***** Text provided
EPC is a highly regarded think tank located in Abu Dhabi, United Arab Emirates. Founded in 2013, EPC provides strategic analysis and policy recommendations on a range of issues impacting the Gulf region and the UAE, and is considered one of the most influential think tanks in the Arab world. Under Dr. Al-Ketbi's leadership, EPC has been consistently ranked as one of the top think tanks in the Middle East and North Africa region according to the Global Think Tank Index Report (TTCP) published by the University of Pennsylvania, and its annual Abu Dhabi Strategic Debate (ADSD) has become a primary platform for global dialogue on regional and international security. ADSD is ranked among the world’s top ten conferences.

In addition to her role at EPC, Dr. Al-Ketbi has held various positions within regional and global organizations, including The Arab Association for Political Science, The board of trustees for the Arab Unity Studies Center and the Arab Organization for Transparency, and The Arab Anti-Corruption Organization. She is also a member of the Board of Directors of the Arab Gulf States Institute in Washington, The Global Advisory Board of the Observer Research Foundation in India, Arabian Peninsula Affairs Advisory Council of the Middle East Institute in Washington, and The International Advisory Board of the Italian Med-Or Foundation.
**********
***** Provided information
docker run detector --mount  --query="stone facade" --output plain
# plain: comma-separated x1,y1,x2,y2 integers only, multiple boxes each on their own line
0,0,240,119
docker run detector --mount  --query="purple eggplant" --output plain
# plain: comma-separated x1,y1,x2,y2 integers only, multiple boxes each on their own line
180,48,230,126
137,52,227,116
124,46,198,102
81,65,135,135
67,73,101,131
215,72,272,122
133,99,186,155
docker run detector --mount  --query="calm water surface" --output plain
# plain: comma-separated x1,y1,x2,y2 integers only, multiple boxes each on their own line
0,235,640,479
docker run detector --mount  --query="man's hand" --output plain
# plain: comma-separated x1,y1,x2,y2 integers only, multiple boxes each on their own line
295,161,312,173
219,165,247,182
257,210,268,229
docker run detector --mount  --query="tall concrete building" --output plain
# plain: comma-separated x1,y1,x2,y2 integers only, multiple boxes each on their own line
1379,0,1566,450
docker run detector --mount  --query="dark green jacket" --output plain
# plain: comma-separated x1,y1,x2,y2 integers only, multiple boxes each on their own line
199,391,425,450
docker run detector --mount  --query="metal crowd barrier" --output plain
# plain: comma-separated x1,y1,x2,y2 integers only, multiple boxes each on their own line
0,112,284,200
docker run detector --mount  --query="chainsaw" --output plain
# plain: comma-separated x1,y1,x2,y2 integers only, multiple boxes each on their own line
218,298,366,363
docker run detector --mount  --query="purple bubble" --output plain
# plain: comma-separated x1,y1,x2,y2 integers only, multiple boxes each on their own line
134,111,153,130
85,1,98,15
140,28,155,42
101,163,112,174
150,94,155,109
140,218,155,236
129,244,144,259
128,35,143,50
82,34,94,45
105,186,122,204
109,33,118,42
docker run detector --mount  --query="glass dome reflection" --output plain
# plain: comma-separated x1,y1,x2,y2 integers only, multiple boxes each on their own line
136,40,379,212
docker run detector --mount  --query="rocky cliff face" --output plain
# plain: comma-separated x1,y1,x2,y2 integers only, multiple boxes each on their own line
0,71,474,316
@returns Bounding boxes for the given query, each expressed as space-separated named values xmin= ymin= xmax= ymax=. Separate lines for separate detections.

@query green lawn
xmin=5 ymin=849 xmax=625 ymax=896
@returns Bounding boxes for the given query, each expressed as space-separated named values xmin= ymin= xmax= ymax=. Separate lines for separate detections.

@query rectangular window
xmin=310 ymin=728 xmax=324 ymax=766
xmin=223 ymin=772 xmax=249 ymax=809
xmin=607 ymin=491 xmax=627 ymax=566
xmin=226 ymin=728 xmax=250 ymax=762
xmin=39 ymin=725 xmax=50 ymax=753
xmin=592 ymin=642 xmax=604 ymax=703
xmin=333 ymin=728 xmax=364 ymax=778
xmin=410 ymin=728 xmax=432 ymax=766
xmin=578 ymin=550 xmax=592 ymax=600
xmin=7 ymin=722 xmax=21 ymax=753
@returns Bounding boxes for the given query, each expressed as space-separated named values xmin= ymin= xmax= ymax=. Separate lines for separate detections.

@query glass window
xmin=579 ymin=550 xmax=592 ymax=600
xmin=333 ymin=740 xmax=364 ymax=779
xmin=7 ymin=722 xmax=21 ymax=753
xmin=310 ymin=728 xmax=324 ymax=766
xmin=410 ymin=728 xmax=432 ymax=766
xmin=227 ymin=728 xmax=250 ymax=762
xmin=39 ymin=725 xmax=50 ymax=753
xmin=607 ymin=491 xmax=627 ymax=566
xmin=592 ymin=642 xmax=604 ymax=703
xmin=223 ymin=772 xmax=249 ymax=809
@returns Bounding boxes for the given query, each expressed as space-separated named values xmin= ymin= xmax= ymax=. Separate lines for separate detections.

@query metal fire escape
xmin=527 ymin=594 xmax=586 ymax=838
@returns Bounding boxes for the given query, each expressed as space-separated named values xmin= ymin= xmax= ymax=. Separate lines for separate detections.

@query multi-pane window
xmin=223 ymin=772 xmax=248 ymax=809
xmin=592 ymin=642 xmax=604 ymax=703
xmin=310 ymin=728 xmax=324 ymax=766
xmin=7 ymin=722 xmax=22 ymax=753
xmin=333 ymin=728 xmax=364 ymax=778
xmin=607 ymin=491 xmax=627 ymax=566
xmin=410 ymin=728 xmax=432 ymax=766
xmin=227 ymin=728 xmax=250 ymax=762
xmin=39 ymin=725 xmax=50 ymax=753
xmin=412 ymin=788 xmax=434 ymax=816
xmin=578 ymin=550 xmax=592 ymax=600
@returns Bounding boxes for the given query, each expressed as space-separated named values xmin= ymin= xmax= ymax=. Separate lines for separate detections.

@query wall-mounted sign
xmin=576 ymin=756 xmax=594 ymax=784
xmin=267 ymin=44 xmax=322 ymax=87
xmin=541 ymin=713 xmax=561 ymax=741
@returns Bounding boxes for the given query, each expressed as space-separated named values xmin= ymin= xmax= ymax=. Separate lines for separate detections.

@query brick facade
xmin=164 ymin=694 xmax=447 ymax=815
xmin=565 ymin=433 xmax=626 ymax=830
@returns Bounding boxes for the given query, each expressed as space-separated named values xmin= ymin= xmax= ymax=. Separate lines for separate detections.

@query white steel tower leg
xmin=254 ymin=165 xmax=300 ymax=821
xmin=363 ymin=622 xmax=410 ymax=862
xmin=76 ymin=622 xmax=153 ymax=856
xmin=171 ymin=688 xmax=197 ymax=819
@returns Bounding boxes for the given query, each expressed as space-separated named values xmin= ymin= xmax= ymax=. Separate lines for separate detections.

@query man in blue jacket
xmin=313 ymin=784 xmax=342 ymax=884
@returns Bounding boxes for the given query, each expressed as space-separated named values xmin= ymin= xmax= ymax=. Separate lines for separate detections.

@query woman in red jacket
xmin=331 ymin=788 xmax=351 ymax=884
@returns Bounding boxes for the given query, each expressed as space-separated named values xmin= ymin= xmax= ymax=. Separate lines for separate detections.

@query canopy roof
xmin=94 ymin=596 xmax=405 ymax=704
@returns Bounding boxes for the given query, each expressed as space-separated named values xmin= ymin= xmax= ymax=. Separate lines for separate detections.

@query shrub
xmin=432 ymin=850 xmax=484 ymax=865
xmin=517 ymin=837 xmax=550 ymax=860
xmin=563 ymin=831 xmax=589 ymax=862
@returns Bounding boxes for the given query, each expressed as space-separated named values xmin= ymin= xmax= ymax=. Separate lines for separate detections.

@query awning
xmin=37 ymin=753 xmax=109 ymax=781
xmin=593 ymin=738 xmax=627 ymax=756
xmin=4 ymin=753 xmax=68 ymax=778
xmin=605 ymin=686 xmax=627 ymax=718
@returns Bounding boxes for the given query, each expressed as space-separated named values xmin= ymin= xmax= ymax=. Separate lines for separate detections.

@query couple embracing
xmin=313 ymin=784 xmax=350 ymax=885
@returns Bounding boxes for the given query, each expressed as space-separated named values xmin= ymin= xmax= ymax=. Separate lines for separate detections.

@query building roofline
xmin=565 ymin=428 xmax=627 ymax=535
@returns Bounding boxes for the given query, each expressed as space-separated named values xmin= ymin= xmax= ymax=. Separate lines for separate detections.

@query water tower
**********
To do.
1. According to the text about EPC, in what year was EPC founded?
2. Please write the next part of the text about EPC and Dr. Al-Ketbi, picking up after its last sentence.
You won't need the entries for this.

Responses to the exercise.
1. 2013

2.
In 2015, Al-Ketbi was appointed as a member of The Consultative Commission of the Gulf Cooperation Council (GCC), in recognition of her efforts as a leader of the EPC. She served as secretary-general for the Gulf Development Forum. Al-Ketbi is also a founding member of The Emirates Human Rights Association.

== Awards and recognitions ==
Al-Ketbi was listed among The 50 Most Influential Women in the Arab world by Arabian Business magazine in 2018. She has also received The Women Super Achiever Award at the World Women Leadership Congress in Mumbai, India, in 2019, and The Arab Social Media Influencers Award in the Politics category by the Dubai Press Club in 2018. In 2021, she was named Advisor to the Global Commission for Post-Pandemic Policy for her distinguished research on the comprehensive consequences of the Covid-19 pandemic on the world and the Middle East, and in 2023, she was named an Advisory Board Member of T20 International.

Dr. Al-Ketbi is a frequent speaker, participant, and guest at international conferences such as Munich Security Conference in Germany, Manama Dialogue in Bahrain, ISPI - Italian Institute for International Political Studies, Valdai Discussion Club in Moscow, Raisina Dialogue by Observer Research Foundation New Delhi in India, GLOBSEC Bratislava Forum in Bratislava, and Delphi Economic Forum in Greece Dr. Al-Ketbi is a regular commentator on regional and international television networks and is regarded as one of the experts in the field of international politics and policy.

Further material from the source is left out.